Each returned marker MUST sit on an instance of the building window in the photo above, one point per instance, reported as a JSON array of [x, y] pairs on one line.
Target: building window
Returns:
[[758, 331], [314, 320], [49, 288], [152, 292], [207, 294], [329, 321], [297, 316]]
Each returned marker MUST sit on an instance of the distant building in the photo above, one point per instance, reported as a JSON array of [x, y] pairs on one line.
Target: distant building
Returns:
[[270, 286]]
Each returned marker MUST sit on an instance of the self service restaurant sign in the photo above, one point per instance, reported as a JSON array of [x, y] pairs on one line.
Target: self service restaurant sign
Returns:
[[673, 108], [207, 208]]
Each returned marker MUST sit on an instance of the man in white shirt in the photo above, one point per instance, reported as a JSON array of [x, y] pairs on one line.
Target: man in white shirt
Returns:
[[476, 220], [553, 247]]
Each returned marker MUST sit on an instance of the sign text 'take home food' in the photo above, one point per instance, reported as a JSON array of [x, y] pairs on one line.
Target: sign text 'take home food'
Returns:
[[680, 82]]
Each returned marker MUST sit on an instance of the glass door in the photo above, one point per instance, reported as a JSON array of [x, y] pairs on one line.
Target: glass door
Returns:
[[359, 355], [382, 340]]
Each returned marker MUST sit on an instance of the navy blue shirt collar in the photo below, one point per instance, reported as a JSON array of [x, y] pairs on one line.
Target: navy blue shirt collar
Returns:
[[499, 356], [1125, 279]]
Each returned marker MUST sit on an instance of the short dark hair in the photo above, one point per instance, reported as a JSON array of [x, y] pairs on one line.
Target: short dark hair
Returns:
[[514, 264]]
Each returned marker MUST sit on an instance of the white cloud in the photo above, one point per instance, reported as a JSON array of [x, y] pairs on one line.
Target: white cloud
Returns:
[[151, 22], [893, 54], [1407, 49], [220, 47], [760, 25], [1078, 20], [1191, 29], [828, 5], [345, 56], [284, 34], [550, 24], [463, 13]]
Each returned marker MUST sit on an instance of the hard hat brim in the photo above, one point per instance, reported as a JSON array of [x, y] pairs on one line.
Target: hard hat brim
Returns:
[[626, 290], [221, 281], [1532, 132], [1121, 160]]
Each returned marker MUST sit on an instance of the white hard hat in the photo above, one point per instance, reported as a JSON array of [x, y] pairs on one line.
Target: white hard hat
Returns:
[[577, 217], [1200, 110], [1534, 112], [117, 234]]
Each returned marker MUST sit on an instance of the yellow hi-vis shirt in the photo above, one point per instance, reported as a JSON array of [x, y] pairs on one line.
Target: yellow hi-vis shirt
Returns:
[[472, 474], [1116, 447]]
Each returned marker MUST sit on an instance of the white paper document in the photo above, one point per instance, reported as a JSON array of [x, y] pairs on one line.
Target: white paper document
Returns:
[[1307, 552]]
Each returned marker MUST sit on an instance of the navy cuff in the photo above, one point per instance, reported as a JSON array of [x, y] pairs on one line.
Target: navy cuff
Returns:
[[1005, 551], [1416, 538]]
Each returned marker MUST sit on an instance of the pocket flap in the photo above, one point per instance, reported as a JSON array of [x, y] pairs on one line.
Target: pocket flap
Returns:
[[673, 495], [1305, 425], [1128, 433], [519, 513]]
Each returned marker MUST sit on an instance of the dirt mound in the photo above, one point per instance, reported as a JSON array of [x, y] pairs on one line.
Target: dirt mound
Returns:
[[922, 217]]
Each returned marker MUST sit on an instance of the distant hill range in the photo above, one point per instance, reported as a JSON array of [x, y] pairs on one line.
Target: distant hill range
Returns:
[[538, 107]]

● Task description
For each record above, print an exact copy.

● Exercise answer
Each returned marker MUST sit on an instance of the building window in the photo above, one point per instance, reported as a JSON array of [x, y] pairs on one line.
Target: building window
Returns:
[[758, 331], [314, 320], [49, 288], [152, 292], [207, 294], [329, 321], [297, 316]]
Each returned marker MUST sit on an instance of the distant building in the photo above, one point per instance, reported as a JSON array of [x, y] pairs on one line.
Target: distant building
Returns:
[[270, 286]]
Each returned marker MUST sit on an instance of the self service restaurant sign in the photo above, one point per instance, reported as a JSON array of [x, y] pairs on one line.
Target: self service restaurant sign
Returns:
[[673, 108], [207, 208]]
Each returned marker MUST sit on an instance of the man in white shirt in the photo above, one point per instance, reported as a JSON array of [x, y] pairs on one line.
Target: man in white shirt
Returns:
[[476, 220], [553, 247]]
Each returned marker MUST sit on an instance of the sign text 'take home food' in the photo above, one point per instance, reported as a JSON array of [x, y] pairs on one line.
Target: sign text 'take home food'
Returns:
[[680, 82]]
Each returned marker MUST sit on an instance of the glass door in the photo above, one point per instance, reported as a JSON array of [x, y] pairs on one line.
Target: glass door
Returns:
[[359, 355], [382, 340]]
Each returned marker MUST sit on an instance of the navy blue shirt collar in the photo below, one point per instance, reported as a JSON array of [x, y] pairs on one line.
Target: navy blue shirt collar
Returns:
[[499, 356], [1125, 279]]
Each returned marker MUST sit on an instance of the short dark hair in the photo above, one point per instance, reported as a JSON array of [x, y] pairs on one line.
Target: short dark hair
Returns:
[[514, 264]]
Each returned marker MUST sit on an instance of the white cloud in the photo above, one point per instance, reported as a JSON array of [x, y] pairs on one line.
Target: white cloud
Returns:
[[151, 22], [893, 54], [1407, 49], [220, 47], [760, 25], [1078, 20], [1191, 29], [828, 5], [345, 56], [284, 34], [550, 24], [463, 13]]
Each returned marker MUST sit on an instance of the hard hat brim in the photo above, one point per instance, reported as a JSON array of [x, y] pairs on one line.
Target: hard hat brim
Returns:
[[626, 290], [221, 281], [1532, 132], [1121, 160]]
Each returned marker MUST sit on an instance of the white hard hat in the photo above, one point per instance, reported as a JSON array of [x, y] pairs on one line.
Target: white hard hat
Returns:
[[577, 217], [1200, 110], [1534, 112], [117, 234]]
Each returned marker MUST sit on an instance of the yellow hi-vis shirt in the photo above, one point per instance, reported as a JSON array of [x, y] pairs on one line.
Target: yellow hi-vis shirt
Returns:
[[472, 474], [1116, 447]]
Each returned marker MUST sit on an instance of the white paper document in the photo above, one point per instance, reported as a JSON array of [x, y] pairs on one line.
Target: white paper document
Returns:
[[1307, 552]]
Each returned marker MUST sit on an instance of the navy cuff in the photo above, one point per instance, reported as a JSON array of [x, y] pairs on one line.
Target: navy cuff
Returns:
[[1005, 551], [1416, 538]]
Each returned marker MUST sit on an instance of the pocket flap in the photo above, one point per instance, reported as a JSON array of [x, y] pairs on one line.
Target: pocket flap
Returns:
[[673, 495], [1305, 425], [1128, 433], [519, 513]]
Each returned marker MUST sit on an instance of the dirt mound in the photo above, one point per instance, reported as a JSON array of [x, y] pairs on one line.
Target: dirt mound
Returns:
[[922, 217]]
Each returned marker MUST sit on an instance of the distant hill range in the photo above, one point per instance, reported as a JSON array of [x, y] pairs on one line.
Target: distant hill range
Returns:
[[538, 107]]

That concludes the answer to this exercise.